→ **Aim**
Any picture among the records should be left out, please; retype the rest exactly.
================
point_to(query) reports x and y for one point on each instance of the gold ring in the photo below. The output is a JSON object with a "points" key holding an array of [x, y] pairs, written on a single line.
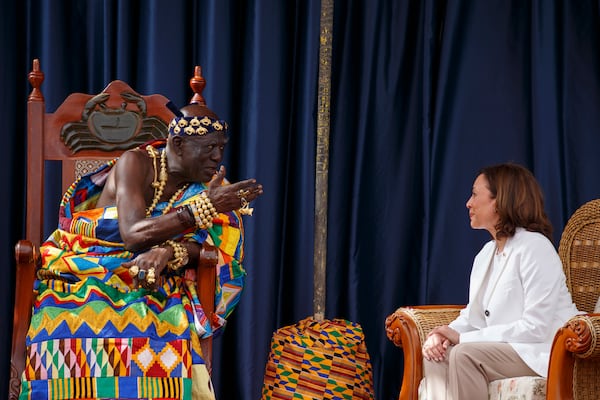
{"points": [[245, 209], [242, 193], [151, 278], [133, 270]]}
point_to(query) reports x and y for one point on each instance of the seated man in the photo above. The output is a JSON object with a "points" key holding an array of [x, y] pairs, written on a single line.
{"points": [[117, 314]]}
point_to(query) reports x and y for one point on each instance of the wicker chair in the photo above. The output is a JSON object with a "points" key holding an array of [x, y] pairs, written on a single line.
{"points": [[574, 370]]}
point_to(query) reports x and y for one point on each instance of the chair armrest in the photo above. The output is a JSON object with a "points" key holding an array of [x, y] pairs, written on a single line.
{"points": [[578, 338], [26, 258], [407, 328], [206, 280]]}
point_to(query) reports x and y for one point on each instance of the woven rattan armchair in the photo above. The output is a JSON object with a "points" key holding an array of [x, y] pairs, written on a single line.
{"points": [[574, 370]]}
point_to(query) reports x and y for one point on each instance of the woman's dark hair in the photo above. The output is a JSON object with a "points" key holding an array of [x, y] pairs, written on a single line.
{"points": [[519, 200]]}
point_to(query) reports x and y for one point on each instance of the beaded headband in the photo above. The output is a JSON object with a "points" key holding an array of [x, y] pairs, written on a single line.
{"points": [[189, 126]]}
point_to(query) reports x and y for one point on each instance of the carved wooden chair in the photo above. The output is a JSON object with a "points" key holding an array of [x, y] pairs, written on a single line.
{"points": [[574, 370], [83, 133]]}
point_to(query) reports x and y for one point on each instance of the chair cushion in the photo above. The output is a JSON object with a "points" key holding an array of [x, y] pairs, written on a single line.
{"points": [[521, 388]]}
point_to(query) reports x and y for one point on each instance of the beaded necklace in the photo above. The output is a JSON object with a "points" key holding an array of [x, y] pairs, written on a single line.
{"points": [[160, 181]]}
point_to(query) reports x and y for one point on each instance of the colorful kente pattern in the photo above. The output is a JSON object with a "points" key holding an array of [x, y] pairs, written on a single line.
{"points": [[318, 360], [92, 335]]}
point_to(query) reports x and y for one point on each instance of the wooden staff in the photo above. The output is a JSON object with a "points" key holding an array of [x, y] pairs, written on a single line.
{"points": [[322, 160]]}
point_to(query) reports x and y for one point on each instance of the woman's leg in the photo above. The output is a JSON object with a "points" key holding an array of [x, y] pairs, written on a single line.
{"points": [[472, 366], [436, 379]]}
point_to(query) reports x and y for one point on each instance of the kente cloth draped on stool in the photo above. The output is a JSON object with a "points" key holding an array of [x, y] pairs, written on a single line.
{"points": [[92, 335]]}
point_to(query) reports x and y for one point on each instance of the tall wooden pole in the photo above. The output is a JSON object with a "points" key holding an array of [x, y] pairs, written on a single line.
{"points": [[322, 159]]}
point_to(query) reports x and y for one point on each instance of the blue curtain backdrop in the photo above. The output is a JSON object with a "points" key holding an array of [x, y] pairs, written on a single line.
{"points": [[424, 93]]}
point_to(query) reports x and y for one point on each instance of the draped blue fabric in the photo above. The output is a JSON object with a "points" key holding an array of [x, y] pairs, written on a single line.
{"points": [[424, 93]]}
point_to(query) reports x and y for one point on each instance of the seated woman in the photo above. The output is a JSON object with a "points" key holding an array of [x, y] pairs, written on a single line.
{"points": [[117, 314], [518, 297]]}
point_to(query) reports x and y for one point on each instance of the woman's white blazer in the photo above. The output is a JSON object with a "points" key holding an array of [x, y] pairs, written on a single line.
{"points": [[529, 299]]}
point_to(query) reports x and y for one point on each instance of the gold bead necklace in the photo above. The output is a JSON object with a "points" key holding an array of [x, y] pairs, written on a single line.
{"points": [[160, 181]]}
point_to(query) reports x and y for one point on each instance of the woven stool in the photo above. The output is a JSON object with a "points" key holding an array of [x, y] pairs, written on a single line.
{"points": [[318, 360]]}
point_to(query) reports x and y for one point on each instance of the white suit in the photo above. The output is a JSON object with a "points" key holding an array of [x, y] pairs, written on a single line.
{"points": [[525, 301]]}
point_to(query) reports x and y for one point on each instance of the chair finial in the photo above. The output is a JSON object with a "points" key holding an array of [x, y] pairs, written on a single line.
{"points": [[197, 83], [36, 77]]}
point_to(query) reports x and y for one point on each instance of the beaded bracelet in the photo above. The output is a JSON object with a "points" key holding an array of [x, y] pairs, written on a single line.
{"points": [[203, 210], [180, 255]]}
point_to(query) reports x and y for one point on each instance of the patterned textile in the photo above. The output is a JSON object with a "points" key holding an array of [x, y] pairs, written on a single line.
{"points": [[318, 360], [92, 335], [521, 388]]}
================
→ **Result of this task**
point_to(query) reports x and y for one point on each instance of the gold ring in the photo below. The output is a JSON object with a "points" key holding an array of [x, y] pairs, written on a single line.
{"points": [[245, 209], [242, 193], [151, 278], [133, 270]]}
point_to(query) reports x and y for one point on each instance of the seated man in the photo above. The output is a JSON object with a "points" key holding an array of [x, y] pairs, written on a single line.
{"points": [[117, 314]]}
point_to(query) reports x and y for one point on each instance of the wicker chair in the photo above. The output is a JSON object with a "points" key holding an array of [x, y] pairs, written on a single line.
{"points": [[574, 370]]}
point_to(query) reports x and y for one point on each instance of the chair armrest in the photo above. The output is a JSON object with a "points" key holding an array of [x, y] pairs, written on a single line.
{"points": [[578, 338], [26, 258], [407, 328], [206, 280]]}
point_to(query) reports x and y for one point on each instance of the woven rattan armchair in the photo above. The output is a JSON object with a "points" key holding an array of [x, y] pairs, written on a single line.
{"points": [[574, 370]]}
point_to(query) reports x and y for one point on each instance of the woman's dark hair in the photo above. The output is a JSON object with a "points" key holding an array of [x, y] pairs, written on a single line.
{"points": [[519, 200]]}
point_to(query) reports x and y for one point on each instance of the beaded headband in the photo above. The output is a JSON object with a "points" key holding an array of [x, y] pairs, written on a single line.
{"points": [[189, 126]]}
point_to(query) reports x and y for one point on each instance of the carved wooden chair in the photo above. The output is a JSON object with a "points" key holding an array of [x, y] pairs, written on a single line.
{"points": [[574, 370], [83, 133]]}
point_to(query) reports x and y for one point on each instance of the chair cushion in the photo above. The output is a JSON object with a "points" key holding an array of [x, y] pairs, written on a single line.
{"points": [[521, 388]]}
point_to(query) reports x and y for one point on each instance of the beaded necklace in the photo above. The output is a JSON object with a "points" key holding an array of [x, y] pairs, written on a single line.
{"points": [[160, 181]]}
point_to(query) reports x and y for one point on each instance of the colorful kente pattern in the photo above. The output is a JSON object with a "points" key holding an array of [x, y] pairs, written on a single line.
{"points": [[318, 360], [92, 335]]}
point_to(query) reports x and y for one point on each instance of the wooden staff in the photo above. The output is a JSON object with a "points" key holding an array of [x, y] pairs, written on a single line.
{"points": [[322, 160]]}
point_to(query) reports x and y for one point on each instance of the woman's leg in the photo above. The output is a JSON object with a "points" key holding an array of [x, y] pairs, written on a single line.
{"points": [[472, 366], [436, 379]]}
point_to(query) reports x and y for one point on each instance of the kente cloth draped on stool in the photo above. The output is a JSON object with a "points" key holding an array of [x, y] pairs, written on a single line.
{"points": [[92, 335]]}
point_to(query) reports x and y for one point on each instance of the tall wooden pole in the photo above. The output is a JSON object with a "points" key holding an array of [x, y] pairs, written on a single line.
{"points": [[322, 159]]}
point_to(query) reports x and y for one point on each instance of the blue curtain backdrop in the photo above. The output is a JSON object with a "points" key holding an array of [x, y] pairs, written on a single line.
{"points": [[424, 93]]}
point_to(query) reports x and y for one point on each instance of the draped blue fabric in the photo above. The output is a JSON object with a "points" key holding an array of [x, y] pairs, written on a single line.
{"points": [[424, 93]]}
point_to(query) reports x and y for one point on each instance of the seated woman in the photo above. The output is a JSON object with a "points" key holding an array of [x, y] pairs, written on a single line.
{"points": [[117, 314], [518, 297]]}
point_to(query) reports x and y for one point on each instance of the woman's white blazer in the photo above. The output is a JSON object with a "points" key holding an array of [x, y] pairs, written on a single line.
{"points": [[529, 299]]}
point_to(query) reports x and y for one point on each instance of the gold bead necklace in the photo above. The output is a JSON object with a "points" key holding an array of [x, y] pairs, written on a single line.
{"points": [[160, 181]]}
point_to(query) reports x and y for one point on each instance of the woven stool in the photo above. The output is a JSON object with a "points" key holding an array of [x, y] pairs, written on a single line.
{"points": [[318, 360]]}
point_to(query) reports x and y for one point on each instance of the white suit in the photo above. The output is a JSON object with a "points" key holding an array of [x, y] pairs, written on a single line.
{"points": [[525, 301]]}
point_to(query) reports x and y for one point on each instance of the chair finial in the photo above. The output is a JSON object with a "points" key holding an array of [x, y] pairs, written on a single line.
{"points": [[197, 83], [36, 77]]}
point_to(query) reports x and y for one point on each instance of the beaded bracelet in the photo above. The output is a JSON object with a "points" key holding an array of [x, y] pairs, written on a single line.
{"points": [[203, 210], [180, 255]]}
point_to(query) reports x and y for one point on each instance of the patterned textile in the photo above. The output is a JSON object with a "points" key holding an array of [x, y] pairs, written on a single line.
{"points": [[318, 360], [92, 335], [521, 388]]}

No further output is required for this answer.